— BEGIN Source excerpt —

EECS Big Data Hadoop Cluster (‘Andromeda’)

A new Hadoop Cluster has been deployed in the School of Electronic Engineering and Computer Science, to be used for Big Data Teaching and Research. The cluster is comprised of a NameNode (Head Node) and 24 DataNodes.

In the current setup, the Head Node is called Andromeda and the DataNodes are named Leo nodes.

All of the EECS Student Desktops have the latest CDH 6.3.0 packages available along with custom configuration that allows students to send their jobs to the Hadoop Cluster with minimal configuration. The old studoop configuration has been replaced with the correspondent for andromeda on all Student Desktops and it can be found under /etc/hadoop/conf.andromeda

The jobs and data are submitted using the HDFS (Hadoop Distributed File System) on the Cluster, so the students’ disk quota on their EECS Home directory is not affected.

We are using the open-source version of CDH Cloudera Manager Express 6.3.0 to manage the Cluster’s Health, Services, Package deployment and to monitor the health of the running jobs. The following diagram explains the connectivity between the Student Desktops and the the Hadoop Cluster in EECS.

 

 

Hadoop Architecture

A Hadoop cluster is a special type of computational cluster designed specifically for storing and analyzing huge amounts of unstructured data in a distributed computing environment.  The master node consists of a Job Tracker, Task Tracker, NameNode, and DataNode. A slave or worker node acts as both a DataNode and TaskTracker, though it is possible to have data-only and compute-only worker nodes.

HDFS nodes are managed through Andromeda, the dedicated NameNode server to host the file system index (and also a secondary NameNode) that can generate snapshots of the namenode’s memory structures, thereby preventing file-system corruption and loss of data. Similarly, a standalone JobTracker server can manage job scheduling across nodes.

— END Source excerpt —
— BEGIN Record excerpts —

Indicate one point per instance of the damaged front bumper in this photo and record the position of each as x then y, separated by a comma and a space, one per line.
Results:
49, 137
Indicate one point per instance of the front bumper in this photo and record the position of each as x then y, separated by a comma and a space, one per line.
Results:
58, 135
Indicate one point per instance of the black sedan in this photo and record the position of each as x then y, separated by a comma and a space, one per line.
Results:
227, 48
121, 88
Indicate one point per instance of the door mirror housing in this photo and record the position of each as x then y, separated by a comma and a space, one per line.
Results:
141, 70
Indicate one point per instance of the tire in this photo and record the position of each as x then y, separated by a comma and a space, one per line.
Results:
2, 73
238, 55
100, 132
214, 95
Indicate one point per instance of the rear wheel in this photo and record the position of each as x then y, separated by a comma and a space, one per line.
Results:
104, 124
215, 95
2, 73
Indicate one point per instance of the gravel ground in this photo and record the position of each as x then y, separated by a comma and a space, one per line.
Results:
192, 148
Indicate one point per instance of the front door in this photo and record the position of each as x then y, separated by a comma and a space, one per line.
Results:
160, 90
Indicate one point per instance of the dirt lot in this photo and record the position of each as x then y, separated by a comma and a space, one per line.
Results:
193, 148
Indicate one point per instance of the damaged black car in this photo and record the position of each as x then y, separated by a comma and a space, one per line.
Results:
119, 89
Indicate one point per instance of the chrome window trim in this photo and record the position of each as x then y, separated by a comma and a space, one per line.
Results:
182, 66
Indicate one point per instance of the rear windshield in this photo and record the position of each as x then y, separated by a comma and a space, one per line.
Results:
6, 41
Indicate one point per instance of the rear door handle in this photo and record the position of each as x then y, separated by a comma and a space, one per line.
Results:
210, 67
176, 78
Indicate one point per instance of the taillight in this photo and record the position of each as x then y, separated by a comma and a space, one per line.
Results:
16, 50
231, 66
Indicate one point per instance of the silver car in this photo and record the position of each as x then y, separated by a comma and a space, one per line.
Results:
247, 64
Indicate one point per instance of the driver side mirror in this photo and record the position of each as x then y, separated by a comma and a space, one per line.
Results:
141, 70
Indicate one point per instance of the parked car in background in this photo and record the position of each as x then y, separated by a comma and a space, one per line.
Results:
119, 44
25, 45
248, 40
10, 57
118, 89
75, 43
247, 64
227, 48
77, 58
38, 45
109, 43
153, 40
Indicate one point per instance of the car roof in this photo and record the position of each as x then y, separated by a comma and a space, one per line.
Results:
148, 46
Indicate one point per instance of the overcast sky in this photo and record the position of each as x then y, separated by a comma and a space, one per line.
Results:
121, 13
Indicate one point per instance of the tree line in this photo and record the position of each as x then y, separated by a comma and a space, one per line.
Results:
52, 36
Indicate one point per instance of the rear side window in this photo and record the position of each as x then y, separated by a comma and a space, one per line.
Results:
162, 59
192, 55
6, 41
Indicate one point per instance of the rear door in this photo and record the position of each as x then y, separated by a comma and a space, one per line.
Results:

— END Record excerpts —

Tasks to complete ::
a – Count the lines in the rows that contain the string "gravel", with case counting, and give only the number.
b – Write the next part of the Hadoop cluster page, picking up after its last sentence.
The Hadoop cluster page and the rows are unrelated material.

Expected outputs ::
a – 1

b –
Yarn

Apache Yarn is a part of Hadoop that can also be used outside of Hadoop as a standalone resource manager. NodeManager takes instructions from the Yarn scheduler to decide which node should run which task. Yarn consists of two pieces: ResourceManager and NodeManager. The NodeManager reports to the ResourceManager CPU, memory, disk, and network usage so that the ResourceManager can decide where to direct new tasks. The ResourceManager does this with the Scheduler and ApplicationsManager.

Apache Spark

Apache Spark is an open-source distributed cluster-computing framework. Spark is a data processing engine developed to provide faster and easy-to-use analytics than Hadoop MapReduce. Before Apache Software Foundation took possession of Spark, it was under the control of University of California, Berkeley’s AMP Lab.

Hadoop distributed file system (HDFS)

The Hadoop distributed file system (HDFS) is a distributed, scalable, and portable file system written in Java for the Hadoop framework.

A Hadoop is divided into HDFS and MapReduce. HDFS is used for storing the data and MapReduce is used for the Processing the Data. HDFS has five services as follows:

  1. Name Node
  2. Secondary Name Node
  3. Job tracker
  4. Data Node
  5. Task Tracker

Top three are Master Services/Daemons/Nodes and bottom two are Slave Services. Master Services can communicate with each other and in the same way Slave services can communicate with each other. Name Node is a master node and Data node is its corresponding Slave node and can talk with each other.

Name Node: HDFS consists of only one Name Node we call it as Master Node which can track the files, manage the file system and has the meta data and the whole data in it. To be particular Name node contains the details of the No. of blocks, Locations at what data node the data is stored and where the replications are stored and other details. As we have only one Name Node we call it as Single Point Failure. It has Direct connect with the client.

Data Node: A Data Node stores data in it as the blocks. This is also known as the slave node and it stores the actual data into HDFS which is responsible for the client to read and write. These are slave daemons. Every Data node sends a Heartbeat message to the Name node every 3 seconds and conveys that it is alive. In this way when Name Node does not receive a heartbeat from a data node for 2 minutes, it will take that data node as dead and starts the process of block replications on some other Data node.

Secondary Name Node: This is only to take care of the checkpoints of the file system metadata which is in the Name Node. This is also known as the checkpoint Node. It is helper Node for the Name Node.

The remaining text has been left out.